++++ EXTRACTED DATA ++++
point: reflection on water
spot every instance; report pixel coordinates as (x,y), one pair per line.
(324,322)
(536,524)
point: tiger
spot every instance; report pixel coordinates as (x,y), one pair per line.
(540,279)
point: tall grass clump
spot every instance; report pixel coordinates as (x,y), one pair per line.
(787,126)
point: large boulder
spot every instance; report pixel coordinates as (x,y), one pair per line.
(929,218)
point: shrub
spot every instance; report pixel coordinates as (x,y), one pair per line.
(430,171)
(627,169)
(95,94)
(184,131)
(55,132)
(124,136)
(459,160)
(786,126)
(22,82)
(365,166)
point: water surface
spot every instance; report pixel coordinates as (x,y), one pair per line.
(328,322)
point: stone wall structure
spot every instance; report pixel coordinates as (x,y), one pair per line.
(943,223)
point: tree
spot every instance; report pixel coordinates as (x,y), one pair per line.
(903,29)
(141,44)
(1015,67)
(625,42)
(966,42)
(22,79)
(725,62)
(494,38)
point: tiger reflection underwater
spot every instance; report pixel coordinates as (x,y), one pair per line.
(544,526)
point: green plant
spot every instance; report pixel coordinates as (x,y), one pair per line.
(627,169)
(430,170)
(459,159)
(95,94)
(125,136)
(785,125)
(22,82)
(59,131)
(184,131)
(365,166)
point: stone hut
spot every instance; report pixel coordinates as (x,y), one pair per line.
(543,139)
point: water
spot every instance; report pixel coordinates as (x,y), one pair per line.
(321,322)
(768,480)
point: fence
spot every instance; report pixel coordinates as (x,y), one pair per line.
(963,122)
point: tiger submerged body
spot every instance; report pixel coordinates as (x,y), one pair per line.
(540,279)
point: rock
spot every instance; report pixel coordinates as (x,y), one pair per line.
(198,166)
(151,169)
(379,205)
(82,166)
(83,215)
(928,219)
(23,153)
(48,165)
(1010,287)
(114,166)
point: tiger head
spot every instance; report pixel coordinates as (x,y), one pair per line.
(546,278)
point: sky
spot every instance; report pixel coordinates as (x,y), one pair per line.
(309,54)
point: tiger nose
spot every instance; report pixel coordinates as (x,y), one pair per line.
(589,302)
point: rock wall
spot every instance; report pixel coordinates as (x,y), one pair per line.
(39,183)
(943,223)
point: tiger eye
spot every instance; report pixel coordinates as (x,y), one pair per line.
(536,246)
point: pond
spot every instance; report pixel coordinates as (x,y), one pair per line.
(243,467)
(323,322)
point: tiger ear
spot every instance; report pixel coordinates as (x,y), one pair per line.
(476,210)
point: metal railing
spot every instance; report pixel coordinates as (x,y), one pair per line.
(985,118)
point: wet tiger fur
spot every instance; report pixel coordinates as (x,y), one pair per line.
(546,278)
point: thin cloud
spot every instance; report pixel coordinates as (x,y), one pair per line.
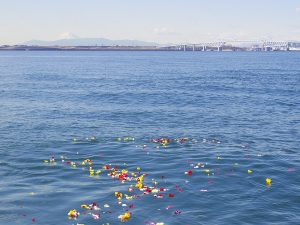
(163,31)
(67,35)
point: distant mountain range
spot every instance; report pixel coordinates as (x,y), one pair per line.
(89,42)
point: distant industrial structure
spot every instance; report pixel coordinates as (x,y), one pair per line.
(257,46)
(237,46)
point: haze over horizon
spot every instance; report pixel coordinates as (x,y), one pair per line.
(168,21)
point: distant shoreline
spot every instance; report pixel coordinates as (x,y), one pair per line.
(129,48)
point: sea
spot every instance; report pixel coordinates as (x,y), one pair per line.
(149,138)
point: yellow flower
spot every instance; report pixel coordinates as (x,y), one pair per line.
(139,185)
(268,181)
(85,206)
(119,195)
(125,217)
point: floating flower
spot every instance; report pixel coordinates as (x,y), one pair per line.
(119,195)
(73,214)
(125,217)
(96,216)
(268,181)
(190,172)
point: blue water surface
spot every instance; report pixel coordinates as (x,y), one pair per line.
(240,111)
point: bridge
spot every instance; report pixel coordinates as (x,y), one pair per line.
(232,45)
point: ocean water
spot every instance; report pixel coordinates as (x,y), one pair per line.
(239,111)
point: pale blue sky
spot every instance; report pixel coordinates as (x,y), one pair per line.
(162,21)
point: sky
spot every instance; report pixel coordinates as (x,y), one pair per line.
(161,21)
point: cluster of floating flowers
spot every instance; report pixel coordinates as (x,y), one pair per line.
(123,175)
(138,186)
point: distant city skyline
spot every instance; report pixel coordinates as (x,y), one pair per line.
(160,21)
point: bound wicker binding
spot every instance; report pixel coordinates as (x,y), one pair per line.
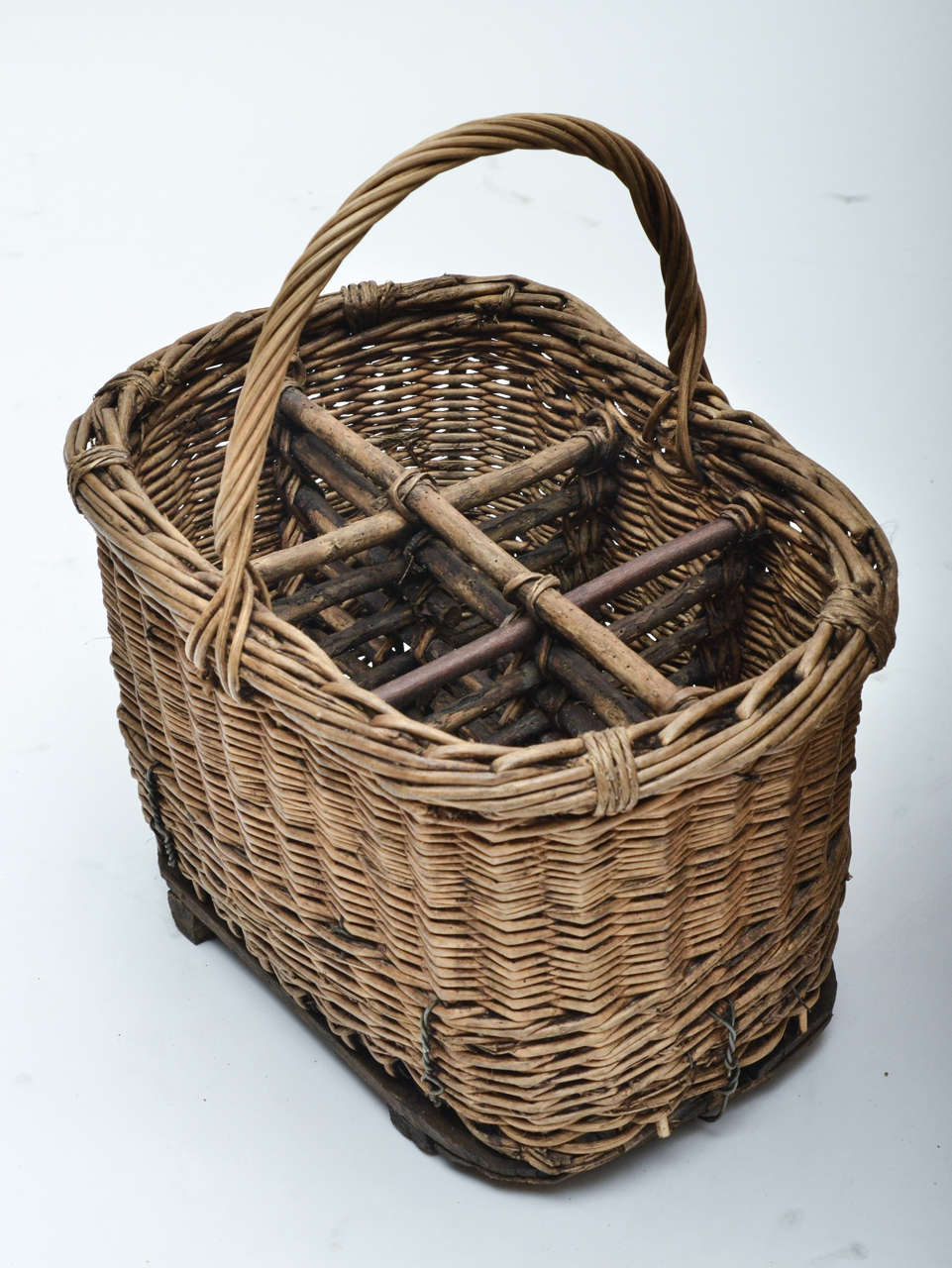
(571,943)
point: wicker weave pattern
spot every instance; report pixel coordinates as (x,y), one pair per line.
(566,922)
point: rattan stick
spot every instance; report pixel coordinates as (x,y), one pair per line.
(473,589)
(467,494)
(402,619)
(592,593)
(357,582)
(314,457)
(422,499)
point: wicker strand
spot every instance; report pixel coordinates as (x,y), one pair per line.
(87,461)
(613,770)
(852,606)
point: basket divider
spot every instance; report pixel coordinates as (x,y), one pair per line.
(594,689)
(466,496)
(417,497)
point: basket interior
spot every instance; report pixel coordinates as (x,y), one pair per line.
(456,392)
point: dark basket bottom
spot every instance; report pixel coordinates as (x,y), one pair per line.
(435,1128)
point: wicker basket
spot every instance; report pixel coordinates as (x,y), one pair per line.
(542,947)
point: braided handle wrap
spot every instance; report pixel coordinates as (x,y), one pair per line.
(226,619)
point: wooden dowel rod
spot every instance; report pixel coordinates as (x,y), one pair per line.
(386,525)
(521,632)
(355,582)
(389,669)
(552,606)
(316,458)
(473,589)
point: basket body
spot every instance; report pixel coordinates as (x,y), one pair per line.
(545,956)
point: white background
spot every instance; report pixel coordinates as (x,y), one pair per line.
(161,167)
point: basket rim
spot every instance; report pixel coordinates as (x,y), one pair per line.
(421,764)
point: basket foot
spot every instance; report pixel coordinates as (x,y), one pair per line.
(407,1128)
(186,922)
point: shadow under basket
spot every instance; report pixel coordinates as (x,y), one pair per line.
(490,687)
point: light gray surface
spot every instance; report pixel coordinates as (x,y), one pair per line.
(164,167)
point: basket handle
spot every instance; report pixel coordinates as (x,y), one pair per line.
(235,507)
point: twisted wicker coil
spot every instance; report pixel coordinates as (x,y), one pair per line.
(572,918)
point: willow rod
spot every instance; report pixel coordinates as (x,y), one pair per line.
(716,535)
(421,499)
(385,525)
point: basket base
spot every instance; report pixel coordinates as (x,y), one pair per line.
(436,1128)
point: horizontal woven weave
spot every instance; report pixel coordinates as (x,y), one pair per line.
(545,937)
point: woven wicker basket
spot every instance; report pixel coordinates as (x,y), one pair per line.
(539,952)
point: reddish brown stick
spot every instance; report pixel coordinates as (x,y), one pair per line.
(416,497)
(590,594)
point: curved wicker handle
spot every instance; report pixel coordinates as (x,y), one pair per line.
(661,220)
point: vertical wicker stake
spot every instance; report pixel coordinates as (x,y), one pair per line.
(572,910)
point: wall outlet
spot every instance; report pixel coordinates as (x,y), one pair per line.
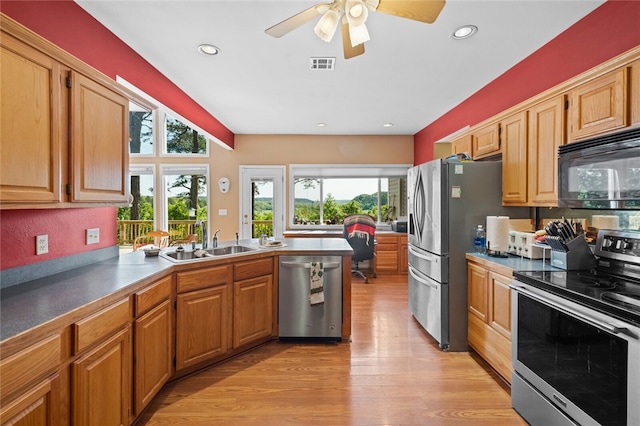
(42,244)
(93,235)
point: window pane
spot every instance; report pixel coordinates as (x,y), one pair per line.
(182,139)
(140,130)
(137,219)
(186,202)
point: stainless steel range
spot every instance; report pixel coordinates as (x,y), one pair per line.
(576,339)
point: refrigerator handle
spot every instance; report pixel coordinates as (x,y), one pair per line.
(428,257)
(421,280)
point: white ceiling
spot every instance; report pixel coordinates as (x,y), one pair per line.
(410,74)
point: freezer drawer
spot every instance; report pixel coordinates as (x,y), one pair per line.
(296,317)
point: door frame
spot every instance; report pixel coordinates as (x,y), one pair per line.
(275,173)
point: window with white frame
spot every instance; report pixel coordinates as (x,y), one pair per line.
(323,195)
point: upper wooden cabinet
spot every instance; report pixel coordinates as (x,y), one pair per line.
(64,129)
(486,140)
(514,159)
(599,105)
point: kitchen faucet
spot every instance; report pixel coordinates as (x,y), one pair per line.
(215,239)
(203,224)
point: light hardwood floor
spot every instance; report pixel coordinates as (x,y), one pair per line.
(392,373)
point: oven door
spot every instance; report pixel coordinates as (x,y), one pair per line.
(582,364)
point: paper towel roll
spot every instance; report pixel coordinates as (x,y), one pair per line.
(498,233)
(602,221)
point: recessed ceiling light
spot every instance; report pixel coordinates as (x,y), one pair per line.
(208,49)
(464,32)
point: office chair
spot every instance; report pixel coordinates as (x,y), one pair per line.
(359,231)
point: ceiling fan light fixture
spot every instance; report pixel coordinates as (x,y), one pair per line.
(208,49)
(327,25)
(463,32)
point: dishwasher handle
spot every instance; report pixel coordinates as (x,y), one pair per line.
(307,265)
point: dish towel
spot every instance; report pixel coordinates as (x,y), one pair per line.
(316,297)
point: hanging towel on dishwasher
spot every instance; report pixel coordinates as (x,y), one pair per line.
(316,297)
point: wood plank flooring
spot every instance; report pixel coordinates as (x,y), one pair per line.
(392,373)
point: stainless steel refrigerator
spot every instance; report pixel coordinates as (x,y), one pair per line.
(447,199)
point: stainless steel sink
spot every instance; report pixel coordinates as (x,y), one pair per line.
(184,256)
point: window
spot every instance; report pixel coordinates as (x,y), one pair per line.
(141,133)
(182,138)
(323,195)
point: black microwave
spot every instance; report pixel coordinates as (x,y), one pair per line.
(601,173)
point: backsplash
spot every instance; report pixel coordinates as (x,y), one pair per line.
(65,228)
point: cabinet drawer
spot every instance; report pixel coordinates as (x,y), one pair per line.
(149,297)
(203,278)
(250,269)
(29,364)
(99,325)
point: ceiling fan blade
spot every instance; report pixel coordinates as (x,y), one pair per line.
(418,10)
(293,22)
(350,51)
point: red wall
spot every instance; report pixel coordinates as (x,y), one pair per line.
(68,26)
(608,31)
(66,229)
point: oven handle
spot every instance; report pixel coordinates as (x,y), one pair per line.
(608,327)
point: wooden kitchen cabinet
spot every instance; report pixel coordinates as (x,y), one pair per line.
(486,140)
(203,315)
(64,127)
(153,344)
(514,159)
(101,383)
(25,403)
(599,105)
(252,302)
(489,315)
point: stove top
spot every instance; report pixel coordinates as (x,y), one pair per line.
(613,286)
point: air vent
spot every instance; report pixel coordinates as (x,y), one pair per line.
(323,63)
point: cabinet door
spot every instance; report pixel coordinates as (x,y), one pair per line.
(514,159)
(634,91)
(486,140)
(599,105)
(252,314)
(101,383)
(99,142)
(203,322)
(546,134)
(38,406)
(152,367)
(477,281)
(31,128)
(500,304)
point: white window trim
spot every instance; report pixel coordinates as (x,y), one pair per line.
(338,171)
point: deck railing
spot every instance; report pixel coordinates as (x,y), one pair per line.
(129,230)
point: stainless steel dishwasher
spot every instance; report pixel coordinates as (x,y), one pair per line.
(296,316)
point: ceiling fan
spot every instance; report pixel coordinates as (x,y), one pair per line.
(352,14)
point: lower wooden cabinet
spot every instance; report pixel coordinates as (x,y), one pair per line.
(203,325)
(40,406)
(253,307)
(101,383)
(153,355)
(489,323)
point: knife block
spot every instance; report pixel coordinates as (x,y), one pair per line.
(578,257)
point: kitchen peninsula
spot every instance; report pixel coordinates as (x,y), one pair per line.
(130,324)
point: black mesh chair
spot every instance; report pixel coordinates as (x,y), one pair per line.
(359,231)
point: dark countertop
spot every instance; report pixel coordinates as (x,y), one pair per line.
(35,303)
(516,263)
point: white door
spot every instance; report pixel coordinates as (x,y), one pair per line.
(262,201)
++++
PROBLEM REQUIREMENTS »
Copy all lines of the preceding data that hold the word "reflection".

RESULT »
point: reflection on water
point: tiger reflection underwater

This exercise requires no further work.